▸ JOB 1
Reproduce the lab guidelines in full, word for word.
▸ JOB 2
Pick out every line in the entries that contains the word "gear".

▸ PROVIDED PASSAGE
Make it easy for others to run your code

  • At the beginning of each code source file, load any necessary packages, so your dependencies are obvious.
  • At the beginning of each code source file, import anything coming from an external file. This will make it easy for someone to see which data files are required, edit to reflect their locals paths if necessary, etc. There are situations where you might not keep data in the repo itself (e.g., you are downloading data from a website).
  • Pretend you are someone else. Clone a fresh copy of your own repo from GitHub, read your instructions to re-run your code. Does it “just work”? It should!

Deadline

The lab deadlines are given on the course repo and/or MDS calendar. The default deadline for labs is Saturday at 6pm, but there may be some exceptions. For the policy on late submissions, see the MDS policies page.

Grades

You will receive your lab grades through Gradescope.

Privacy notes

  • Your lab repos are visible to yourself, your TAs, all the core MDS staff, and some github.ubc.ca system administrators.

  • Although only the final version will be graded, all of your commits will be viewable, so don’t commit something private (like your email password) to your lab repo. Committing something and then removing it with another commit doesn’t remove it from the git history! It is theoretically possible to pull all traces of something out of the git history, but it’s not fun and uses more advanced git features.

▸ STORED RECORDS
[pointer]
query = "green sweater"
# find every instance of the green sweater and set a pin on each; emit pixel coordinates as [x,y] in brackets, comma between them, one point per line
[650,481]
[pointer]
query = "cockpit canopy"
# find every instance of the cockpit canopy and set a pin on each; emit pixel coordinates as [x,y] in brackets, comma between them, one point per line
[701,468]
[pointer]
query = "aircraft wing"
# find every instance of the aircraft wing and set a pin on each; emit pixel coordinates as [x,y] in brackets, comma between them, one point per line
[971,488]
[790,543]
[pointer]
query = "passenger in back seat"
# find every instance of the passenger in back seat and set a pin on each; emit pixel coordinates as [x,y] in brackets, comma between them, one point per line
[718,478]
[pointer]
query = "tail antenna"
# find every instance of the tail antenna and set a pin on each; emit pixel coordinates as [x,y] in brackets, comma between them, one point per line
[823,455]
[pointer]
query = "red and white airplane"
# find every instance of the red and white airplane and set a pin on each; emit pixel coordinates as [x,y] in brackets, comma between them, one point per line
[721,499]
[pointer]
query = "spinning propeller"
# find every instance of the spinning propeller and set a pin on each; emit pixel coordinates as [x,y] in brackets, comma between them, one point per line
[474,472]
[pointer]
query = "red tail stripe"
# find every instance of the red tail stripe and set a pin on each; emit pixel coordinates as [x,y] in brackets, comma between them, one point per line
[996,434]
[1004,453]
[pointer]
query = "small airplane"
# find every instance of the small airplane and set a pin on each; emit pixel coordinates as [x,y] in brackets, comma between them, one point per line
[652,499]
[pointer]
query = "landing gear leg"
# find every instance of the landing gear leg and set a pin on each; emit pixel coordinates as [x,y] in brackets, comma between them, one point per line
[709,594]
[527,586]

▸ COMPLETE OUTPUT 1
Make it easy for others to run your code

  • At the beginning of each code source file, load any necessary packages, so your dependencies are obvious.
  • At the beginning of each code source file, import anything coming from an external file. This will make it easy for someone to see which data files are required, edit to reflect their locals paths if necessary, etc. There are situations where you might not keep data in the repo itself (e.g., you are downloading data from a website).
  • Pretend you are someone else. Clone a fresh copy of your own repo from GitHub, read your instructions to re-run your code. Does it “just work”? It should!

Deadline

The lab deadlines are given on the course repo and/or MDS calendar. The default deadline for labs is Saturday at 6pm, but there may be some exceptions. For the policy on late submissions, see the MDS policies page.

Grades

You will receive your lab grades through Gradescope.

Privacy notes

  • Your lab repos are visible to yourself, your TAs, all the core MDS staff, and some github.ubc.ca system administrators.

  • Although only the final version will be graded, all of your commits will be viewable, so don’t commit something private (like your email password) to your lab repo. Committing something and then removing it with another commit doesn’t remove it from the git history! It is theoretically possible to pull all traces of something out of the git history, but it’s not fun and uses more advanced git features.

▸ COMPLETE OUTPUT 2
query = "landing gear leg"
# find every instance of the landing gear leg and set a pin on each; emit pixel coordinates as [x,y] in brackets, comma between them, one point per line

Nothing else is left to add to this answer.